[BEGIN RECORDS FOR THE EXERCISE]

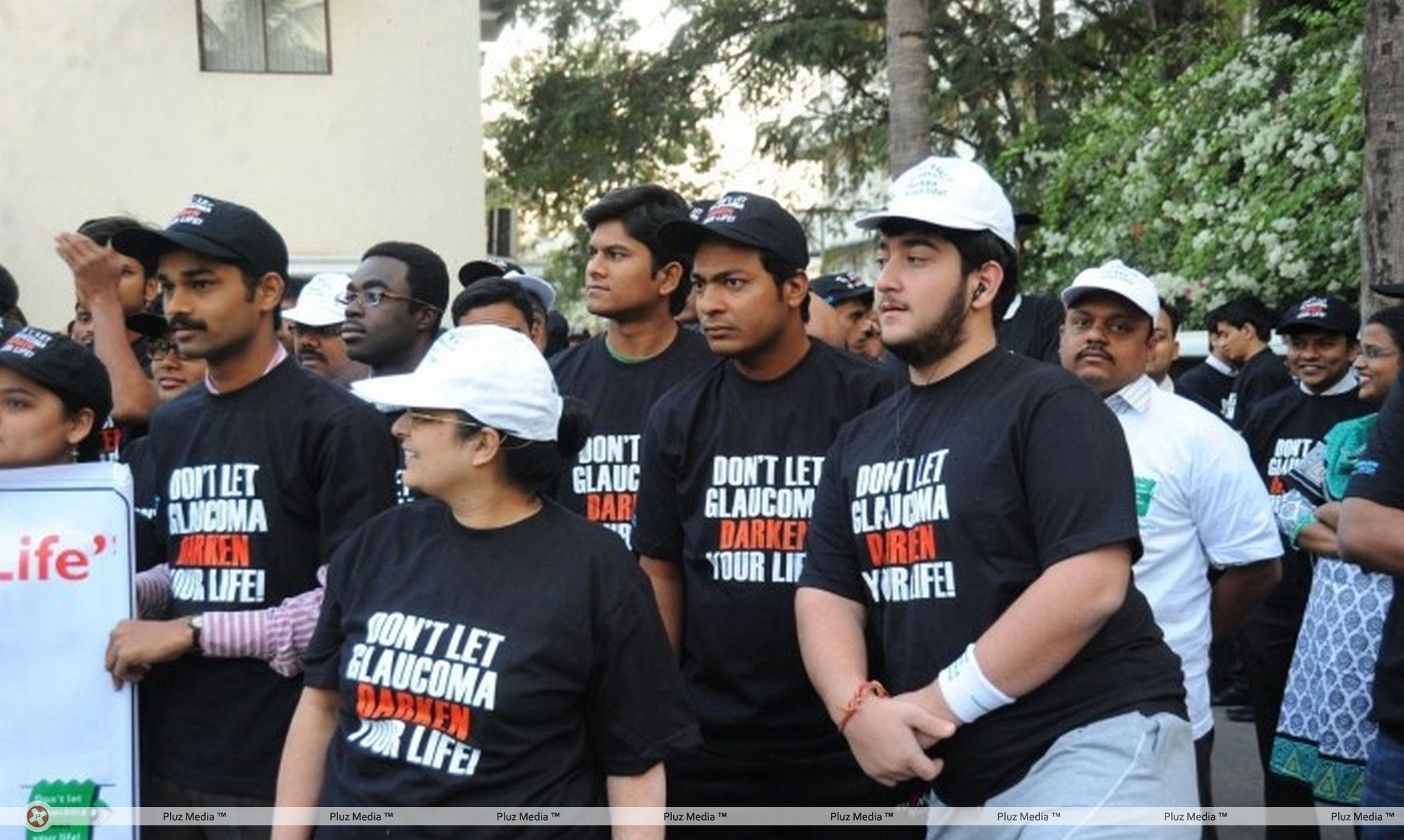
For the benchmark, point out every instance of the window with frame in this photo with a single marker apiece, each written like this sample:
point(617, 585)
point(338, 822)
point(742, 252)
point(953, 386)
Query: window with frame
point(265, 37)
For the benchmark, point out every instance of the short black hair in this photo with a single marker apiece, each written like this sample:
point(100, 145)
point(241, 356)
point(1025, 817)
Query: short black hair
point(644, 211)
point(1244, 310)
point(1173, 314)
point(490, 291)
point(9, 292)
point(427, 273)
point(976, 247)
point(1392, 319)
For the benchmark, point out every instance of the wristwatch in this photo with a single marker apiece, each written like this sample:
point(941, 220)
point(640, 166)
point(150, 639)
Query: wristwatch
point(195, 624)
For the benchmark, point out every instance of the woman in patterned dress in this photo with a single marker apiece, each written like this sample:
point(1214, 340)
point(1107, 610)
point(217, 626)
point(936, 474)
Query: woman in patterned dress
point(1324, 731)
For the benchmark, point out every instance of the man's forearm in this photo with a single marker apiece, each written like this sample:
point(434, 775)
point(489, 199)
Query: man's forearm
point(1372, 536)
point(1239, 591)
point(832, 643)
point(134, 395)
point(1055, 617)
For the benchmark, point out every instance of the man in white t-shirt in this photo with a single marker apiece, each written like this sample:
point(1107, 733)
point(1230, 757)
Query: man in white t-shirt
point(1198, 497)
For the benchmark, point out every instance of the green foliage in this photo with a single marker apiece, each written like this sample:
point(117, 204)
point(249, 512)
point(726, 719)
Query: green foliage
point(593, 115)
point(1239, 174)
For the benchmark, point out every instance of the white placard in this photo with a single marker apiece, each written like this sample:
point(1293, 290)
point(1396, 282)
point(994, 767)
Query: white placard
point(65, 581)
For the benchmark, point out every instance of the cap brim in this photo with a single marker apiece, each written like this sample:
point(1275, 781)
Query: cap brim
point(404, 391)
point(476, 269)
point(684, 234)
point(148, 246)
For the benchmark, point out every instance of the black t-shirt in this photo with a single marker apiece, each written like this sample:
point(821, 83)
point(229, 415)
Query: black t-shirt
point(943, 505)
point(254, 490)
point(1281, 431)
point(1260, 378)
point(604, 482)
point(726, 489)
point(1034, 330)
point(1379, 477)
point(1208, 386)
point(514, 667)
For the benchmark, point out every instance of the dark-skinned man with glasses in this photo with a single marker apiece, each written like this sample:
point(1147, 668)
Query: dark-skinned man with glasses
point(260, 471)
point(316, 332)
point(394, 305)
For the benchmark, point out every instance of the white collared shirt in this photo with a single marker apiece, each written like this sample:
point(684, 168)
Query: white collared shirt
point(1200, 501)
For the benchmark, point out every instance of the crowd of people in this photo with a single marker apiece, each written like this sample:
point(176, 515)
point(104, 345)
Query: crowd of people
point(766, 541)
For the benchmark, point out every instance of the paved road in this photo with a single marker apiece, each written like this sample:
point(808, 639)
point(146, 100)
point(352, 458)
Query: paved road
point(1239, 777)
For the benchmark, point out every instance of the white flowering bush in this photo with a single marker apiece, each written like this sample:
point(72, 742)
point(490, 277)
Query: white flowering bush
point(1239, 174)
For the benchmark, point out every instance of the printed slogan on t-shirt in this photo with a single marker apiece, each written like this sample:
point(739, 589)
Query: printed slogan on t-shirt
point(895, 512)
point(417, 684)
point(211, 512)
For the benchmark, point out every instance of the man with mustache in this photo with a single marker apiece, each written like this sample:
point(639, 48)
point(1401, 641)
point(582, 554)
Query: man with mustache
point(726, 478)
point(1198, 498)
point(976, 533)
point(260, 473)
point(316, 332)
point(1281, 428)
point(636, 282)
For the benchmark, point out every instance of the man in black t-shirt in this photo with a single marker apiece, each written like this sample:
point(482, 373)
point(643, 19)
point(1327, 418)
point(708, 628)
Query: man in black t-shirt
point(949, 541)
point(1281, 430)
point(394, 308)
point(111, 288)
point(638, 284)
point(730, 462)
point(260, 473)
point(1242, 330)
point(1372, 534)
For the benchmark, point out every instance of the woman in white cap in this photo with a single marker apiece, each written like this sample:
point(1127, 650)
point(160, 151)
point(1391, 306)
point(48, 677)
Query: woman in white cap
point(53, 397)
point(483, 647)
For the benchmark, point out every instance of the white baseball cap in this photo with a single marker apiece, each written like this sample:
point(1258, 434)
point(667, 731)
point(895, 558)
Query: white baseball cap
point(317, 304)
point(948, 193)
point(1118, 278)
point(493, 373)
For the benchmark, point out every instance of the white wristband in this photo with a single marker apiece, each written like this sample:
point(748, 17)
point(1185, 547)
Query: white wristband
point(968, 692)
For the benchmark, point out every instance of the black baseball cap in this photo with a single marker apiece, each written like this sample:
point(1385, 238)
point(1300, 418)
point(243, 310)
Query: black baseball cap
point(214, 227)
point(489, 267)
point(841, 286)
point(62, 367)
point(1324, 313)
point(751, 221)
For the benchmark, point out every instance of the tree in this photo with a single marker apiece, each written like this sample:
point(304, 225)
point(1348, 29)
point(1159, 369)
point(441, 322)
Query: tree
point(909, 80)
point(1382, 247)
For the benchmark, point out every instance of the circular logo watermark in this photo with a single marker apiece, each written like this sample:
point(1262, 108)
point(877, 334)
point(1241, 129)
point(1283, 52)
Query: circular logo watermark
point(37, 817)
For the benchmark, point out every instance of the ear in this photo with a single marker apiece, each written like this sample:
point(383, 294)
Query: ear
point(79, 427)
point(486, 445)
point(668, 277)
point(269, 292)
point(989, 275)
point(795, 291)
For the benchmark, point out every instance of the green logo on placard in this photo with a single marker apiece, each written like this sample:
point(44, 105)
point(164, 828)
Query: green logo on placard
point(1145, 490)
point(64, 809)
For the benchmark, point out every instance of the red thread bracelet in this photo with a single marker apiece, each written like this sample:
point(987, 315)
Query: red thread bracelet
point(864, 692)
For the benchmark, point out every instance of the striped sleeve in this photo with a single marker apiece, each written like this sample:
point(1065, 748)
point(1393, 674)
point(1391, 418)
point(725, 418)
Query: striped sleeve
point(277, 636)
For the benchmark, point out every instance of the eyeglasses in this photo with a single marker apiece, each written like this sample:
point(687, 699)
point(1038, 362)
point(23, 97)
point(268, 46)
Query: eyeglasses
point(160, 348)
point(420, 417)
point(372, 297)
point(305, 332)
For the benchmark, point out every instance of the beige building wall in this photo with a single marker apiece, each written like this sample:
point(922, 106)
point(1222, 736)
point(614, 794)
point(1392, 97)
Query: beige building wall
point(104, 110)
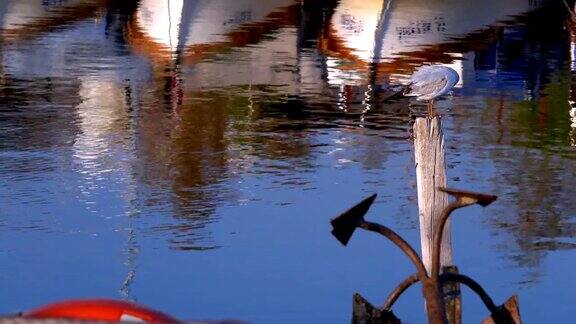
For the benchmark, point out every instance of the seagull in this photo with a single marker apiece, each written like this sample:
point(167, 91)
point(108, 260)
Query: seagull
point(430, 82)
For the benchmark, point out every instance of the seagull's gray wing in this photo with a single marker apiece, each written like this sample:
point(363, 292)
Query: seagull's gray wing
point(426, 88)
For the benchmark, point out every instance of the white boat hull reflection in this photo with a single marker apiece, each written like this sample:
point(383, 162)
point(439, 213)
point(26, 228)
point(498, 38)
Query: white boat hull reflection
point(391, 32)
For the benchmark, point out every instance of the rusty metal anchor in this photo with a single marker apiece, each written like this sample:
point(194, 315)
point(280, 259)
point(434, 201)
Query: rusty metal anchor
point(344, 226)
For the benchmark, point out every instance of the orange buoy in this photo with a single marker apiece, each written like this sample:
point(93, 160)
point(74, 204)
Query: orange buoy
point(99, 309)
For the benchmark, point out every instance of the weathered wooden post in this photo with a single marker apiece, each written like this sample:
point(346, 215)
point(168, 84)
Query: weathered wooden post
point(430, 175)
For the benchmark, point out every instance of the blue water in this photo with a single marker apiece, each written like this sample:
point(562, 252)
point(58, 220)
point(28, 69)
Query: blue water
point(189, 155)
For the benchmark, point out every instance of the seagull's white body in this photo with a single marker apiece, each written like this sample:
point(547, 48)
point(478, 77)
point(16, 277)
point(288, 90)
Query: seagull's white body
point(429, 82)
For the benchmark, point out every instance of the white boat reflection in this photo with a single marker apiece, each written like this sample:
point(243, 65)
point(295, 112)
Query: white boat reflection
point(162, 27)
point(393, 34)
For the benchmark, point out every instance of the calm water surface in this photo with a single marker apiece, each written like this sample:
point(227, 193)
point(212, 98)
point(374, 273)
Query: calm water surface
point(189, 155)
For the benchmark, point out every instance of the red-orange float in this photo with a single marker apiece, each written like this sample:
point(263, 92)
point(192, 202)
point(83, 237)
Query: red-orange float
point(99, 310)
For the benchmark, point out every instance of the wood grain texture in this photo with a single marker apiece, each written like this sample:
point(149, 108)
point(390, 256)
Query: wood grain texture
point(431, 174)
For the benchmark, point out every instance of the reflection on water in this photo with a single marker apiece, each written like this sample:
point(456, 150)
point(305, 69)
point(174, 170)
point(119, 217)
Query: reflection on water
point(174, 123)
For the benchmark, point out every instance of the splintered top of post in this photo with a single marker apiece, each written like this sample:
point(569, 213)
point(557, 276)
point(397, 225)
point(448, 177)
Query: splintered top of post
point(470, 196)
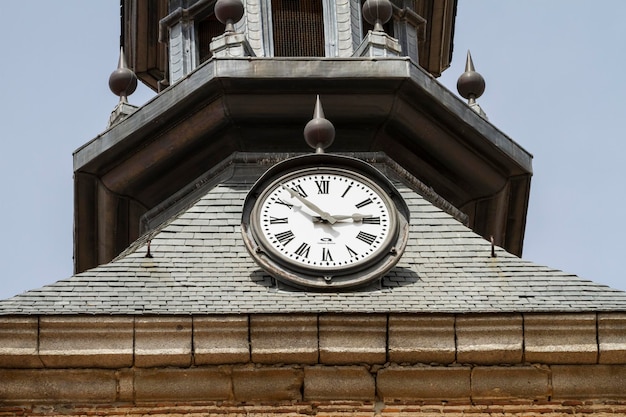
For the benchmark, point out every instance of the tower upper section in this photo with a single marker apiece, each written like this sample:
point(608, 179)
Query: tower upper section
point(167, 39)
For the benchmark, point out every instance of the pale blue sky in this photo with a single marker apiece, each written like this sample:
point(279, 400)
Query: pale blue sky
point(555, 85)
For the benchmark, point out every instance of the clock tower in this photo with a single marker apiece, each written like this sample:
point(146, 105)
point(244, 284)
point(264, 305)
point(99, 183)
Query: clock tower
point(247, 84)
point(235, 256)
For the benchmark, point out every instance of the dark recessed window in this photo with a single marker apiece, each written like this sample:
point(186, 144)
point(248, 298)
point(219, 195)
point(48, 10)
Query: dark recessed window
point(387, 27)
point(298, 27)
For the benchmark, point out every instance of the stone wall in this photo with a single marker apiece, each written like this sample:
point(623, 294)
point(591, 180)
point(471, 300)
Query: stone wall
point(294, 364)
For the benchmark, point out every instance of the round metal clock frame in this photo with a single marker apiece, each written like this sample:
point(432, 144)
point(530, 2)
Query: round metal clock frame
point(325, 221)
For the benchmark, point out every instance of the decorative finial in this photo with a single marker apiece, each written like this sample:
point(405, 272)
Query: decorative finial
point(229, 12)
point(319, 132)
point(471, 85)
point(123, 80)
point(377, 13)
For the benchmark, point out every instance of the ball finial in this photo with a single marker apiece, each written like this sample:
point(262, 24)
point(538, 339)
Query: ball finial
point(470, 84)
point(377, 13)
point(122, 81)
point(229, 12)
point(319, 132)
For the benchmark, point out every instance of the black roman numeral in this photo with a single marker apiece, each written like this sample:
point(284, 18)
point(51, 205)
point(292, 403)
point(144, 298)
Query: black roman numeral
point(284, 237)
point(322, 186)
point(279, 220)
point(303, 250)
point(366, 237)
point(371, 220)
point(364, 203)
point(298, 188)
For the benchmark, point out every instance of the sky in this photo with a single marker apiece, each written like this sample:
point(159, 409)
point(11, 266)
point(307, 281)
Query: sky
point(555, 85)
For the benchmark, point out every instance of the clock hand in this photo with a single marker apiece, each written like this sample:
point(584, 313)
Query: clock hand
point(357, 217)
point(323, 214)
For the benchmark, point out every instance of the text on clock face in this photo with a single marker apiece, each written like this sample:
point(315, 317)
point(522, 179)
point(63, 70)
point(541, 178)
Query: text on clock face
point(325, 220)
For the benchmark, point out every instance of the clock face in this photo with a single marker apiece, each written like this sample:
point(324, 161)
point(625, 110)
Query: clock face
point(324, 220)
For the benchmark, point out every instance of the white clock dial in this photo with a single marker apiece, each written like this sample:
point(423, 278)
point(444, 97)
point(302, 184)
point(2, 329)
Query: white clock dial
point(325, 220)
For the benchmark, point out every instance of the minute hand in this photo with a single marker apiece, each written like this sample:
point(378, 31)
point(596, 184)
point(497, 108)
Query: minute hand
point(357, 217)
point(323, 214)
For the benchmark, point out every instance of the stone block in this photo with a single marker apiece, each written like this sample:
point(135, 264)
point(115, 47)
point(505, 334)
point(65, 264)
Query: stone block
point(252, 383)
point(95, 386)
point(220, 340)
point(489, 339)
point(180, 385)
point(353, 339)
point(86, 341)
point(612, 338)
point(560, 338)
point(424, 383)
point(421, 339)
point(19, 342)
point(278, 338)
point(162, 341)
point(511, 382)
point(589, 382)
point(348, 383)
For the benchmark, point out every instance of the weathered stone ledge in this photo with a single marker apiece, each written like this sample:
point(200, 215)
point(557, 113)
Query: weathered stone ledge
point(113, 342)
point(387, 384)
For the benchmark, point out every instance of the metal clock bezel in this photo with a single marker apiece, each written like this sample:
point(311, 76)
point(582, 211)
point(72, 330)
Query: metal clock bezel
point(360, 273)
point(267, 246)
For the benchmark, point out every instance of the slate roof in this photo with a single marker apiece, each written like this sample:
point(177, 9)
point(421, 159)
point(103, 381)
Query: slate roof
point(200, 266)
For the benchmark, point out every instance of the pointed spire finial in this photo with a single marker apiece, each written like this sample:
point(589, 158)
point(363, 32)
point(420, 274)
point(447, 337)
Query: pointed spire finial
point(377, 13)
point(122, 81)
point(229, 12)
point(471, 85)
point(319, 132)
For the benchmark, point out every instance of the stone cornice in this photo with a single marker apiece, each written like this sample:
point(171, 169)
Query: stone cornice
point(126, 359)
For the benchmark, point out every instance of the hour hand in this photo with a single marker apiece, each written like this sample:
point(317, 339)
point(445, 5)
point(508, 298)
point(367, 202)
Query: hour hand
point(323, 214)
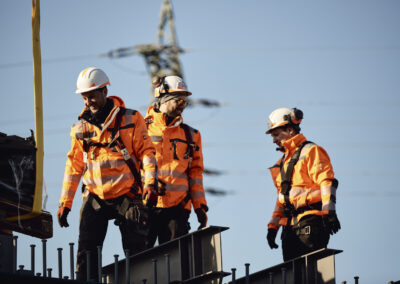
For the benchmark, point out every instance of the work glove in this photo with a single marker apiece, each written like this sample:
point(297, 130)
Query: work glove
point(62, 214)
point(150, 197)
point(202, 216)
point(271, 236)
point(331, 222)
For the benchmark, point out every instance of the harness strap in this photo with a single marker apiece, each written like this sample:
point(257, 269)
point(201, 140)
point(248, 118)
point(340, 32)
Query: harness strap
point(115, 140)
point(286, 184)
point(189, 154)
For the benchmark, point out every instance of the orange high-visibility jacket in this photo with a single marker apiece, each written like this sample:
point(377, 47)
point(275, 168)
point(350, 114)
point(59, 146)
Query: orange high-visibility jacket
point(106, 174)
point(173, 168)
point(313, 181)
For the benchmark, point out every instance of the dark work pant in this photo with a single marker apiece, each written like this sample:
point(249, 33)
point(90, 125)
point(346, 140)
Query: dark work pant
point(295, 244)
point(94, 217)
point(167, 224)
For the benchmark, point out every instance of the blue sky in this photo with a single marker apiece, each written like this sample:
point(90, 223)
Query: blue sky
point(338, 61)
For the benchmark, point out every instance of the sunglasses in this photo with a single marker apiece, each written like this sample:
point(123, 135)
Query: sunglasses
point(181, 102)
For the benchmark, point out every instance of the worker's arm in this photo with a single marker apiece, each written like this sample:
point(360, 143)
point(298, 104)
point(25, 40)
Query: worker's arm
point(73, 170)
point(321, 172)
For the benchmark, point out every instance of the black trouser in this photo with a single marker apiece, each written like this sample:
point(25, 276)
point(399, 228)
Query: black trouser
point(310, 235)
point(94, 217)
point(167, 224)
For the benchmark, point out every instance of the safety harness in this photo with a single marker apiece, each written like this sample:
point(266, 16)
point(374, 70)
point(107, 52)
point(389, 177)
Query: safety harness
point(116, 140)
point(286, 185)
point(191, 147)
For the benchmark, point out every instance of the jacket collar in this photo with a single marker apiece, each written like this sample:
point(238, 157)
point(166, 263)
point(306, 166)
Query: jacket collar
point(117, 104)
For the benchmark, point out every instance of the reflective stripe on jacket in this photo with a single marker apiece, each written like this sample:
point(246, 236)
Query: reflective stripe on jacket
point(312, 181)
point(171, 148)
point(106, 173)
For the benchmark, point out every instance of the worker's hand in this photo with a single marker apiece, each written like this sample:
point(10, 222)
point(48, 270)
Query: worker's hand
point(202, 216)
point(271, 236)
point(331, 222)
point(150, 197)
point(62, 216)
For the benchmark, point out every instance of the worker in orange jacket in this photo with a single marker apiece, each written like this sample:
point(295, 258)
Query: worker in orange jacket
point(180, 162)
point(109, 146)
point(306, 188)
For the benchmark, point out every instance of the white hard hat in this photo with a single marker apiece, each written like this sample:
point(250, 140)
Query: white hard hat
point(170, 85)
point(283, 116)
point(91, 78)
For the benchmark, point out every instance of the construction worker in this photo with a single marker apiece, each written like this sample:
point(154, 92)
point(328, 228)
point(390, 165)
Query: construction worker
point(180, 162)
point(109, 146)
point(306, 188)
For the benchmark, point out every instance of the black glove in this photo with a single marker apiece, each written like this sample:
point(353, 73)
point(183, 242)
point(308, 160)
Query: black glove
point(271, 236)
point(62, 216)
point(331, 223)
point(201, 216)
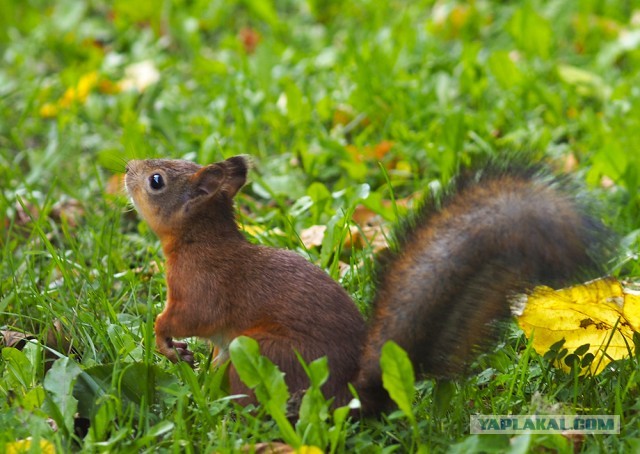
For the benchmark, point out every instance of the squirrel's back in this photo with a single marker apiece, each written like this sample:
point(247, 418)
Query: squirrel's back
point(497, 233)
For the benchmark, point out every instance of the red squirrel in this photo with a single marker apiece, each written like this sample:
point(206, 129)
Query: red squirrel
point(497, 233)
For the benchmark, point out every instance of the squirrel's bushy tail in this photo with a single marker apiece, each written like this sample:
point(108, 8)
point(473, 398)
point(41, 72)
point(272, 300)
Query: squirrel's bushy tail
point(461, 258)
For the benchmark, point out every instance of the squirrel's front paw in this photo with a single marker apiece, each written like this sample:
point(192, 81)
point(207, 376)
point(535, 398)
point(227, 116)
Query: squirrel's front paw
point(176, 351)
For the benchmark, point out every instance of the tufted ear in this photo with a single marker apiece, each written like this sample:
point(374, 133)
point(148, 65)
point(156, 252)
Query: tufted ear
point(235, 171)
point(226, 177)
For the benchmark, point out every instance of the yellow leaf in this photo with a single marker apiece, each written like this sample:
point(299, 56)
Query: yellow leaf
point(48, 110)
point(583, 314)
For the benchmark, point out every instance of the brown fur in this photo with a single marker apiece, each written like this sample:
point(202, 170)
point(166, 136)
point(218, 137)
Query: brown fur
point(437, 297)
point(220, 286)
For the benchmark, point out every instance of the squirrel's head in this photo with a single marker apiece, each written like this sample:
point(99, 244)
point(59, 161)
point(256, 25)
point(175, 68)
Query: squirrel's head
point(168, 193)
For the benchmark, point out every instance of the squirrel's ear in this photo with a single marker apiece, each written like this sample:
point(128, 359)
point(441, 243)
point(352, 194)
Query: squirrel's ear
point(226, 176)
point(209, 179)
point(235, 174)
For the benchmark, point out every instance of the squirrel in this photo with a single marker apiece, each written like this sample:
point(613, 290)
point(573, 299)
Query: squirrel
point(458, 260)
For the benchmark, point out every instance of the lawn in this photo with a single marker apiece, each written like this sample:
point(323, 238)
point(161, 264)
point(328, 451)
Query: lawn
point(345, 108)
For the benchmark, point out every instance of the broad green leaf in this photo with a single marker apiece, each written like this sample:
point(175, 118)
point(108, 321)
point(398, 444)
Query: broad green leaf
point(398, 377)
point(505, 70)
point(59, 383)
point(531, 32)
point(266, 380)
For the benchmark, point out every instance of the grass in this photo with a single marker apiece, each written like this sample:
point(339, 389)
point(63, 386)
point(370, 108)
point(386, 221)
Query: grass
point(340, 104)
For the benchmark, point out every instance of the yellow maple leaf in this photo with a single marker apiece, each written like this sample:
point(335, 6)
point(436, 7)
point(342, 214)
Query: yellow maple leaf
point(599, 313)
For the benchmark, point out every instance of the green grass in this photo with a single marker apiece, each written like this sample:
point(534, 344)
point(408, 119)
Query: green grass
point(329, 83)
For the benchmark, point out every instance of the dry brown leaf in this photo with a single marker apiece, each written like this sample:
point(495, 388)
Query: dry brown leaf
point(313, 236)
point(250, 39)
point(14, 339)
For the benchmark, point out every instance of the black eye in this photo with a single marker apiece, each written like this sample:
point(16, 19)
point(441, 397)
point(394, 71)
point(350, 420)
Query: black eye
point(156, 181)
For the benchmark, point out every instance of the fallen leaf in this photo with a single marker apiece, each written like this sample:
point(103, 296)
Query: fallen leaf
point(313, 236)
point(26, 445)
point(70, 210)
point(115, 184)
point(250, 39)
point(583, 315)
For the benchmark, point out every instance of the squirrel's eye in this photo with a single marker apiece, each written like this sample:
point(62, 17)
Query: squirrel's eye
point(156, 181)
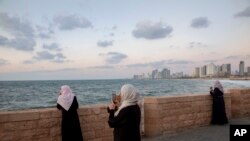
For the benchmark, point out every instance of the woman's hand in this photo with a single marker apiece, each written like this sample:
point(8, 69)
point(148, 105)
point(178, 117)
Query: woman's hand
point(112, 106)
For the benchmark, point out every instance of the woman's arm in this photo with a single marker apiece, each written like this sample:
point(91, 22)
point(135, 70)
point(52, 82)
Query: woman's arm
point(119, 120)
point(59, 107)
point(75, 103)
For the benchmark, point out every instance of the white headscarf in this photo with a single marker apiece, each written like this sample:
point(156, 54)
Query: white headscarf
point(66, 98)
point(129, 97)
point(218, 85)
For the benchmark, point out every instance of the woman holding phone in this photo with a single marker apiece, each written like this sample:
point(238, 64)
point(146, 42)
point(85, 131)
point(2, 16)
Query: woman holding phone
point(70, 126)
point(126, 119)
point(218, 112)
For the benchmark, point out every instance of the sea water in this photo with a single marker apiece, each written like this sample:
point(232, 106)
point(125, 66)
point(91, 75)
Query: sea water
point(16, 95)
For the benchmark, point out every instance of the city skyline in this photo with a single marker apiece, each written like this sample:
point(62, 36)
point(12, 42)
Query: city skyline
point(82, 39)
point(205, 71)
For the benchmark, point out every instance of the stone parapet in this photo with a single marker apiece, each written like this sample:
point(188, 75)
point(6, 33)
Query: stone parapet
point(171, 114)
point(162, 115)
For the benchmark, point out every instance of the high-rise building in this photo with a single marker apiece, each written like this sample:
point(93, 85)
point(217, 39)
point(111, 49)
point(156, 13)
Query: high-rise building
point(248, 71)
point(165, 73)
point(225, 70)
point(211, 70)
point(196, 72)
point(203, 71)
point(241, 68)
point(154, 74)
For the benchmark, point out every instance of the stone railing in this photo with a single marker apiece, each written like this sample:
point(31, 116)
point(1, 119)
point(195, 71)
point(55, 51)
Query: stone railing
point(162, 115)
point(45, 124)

[END RECORDS FOR THE EXERCISE]

Reproduce the data from its first line through the line that contains "point(1324, 731)", including that line, with the requests kept in and the pictures left out. Multiply each coordinate in the answer points by 2.55 and round to whole numbers, with halves rounding up. Leave the requests and their sample points unchanged.

For the benchmark, point out every instance of the window with frame in this photo with a single marker apiece, each written like this sample:
point(617, 585)
point(338, 822)
point(742, 252)
point(953, 386)
Query: window with frame
point(676, 94)
For the benchmark, point out every instance of the short black hair in this photo with a single marker apiece, each written like this sample:
point(100, 145)
point(241, 356)
point(1025, 817)
Query: short black hair
point(1642, 538)
point(3172, 791)
point(2991, 801)
point(1250, 742)
point(23, 745)
point(1089, 696)
point(2489, 630)
point(3550, 813)
For the benchmark, point out every instance of the wristwatch in this photo with a single marker apiece, each written like this sample:
point(941, 220)
point(640, 166)
point(150, 639)
Query: wristwatch
point(497, 1591)
For the benchmark, point out every instance of the woman in patterned dress in this photo with a single marker apiece, each written like this sample:
point(1214, 340)
point(1107, 610)
point(217, 626)
point(936, 474)
Query: woman in patterned dress
point(3376, 1864)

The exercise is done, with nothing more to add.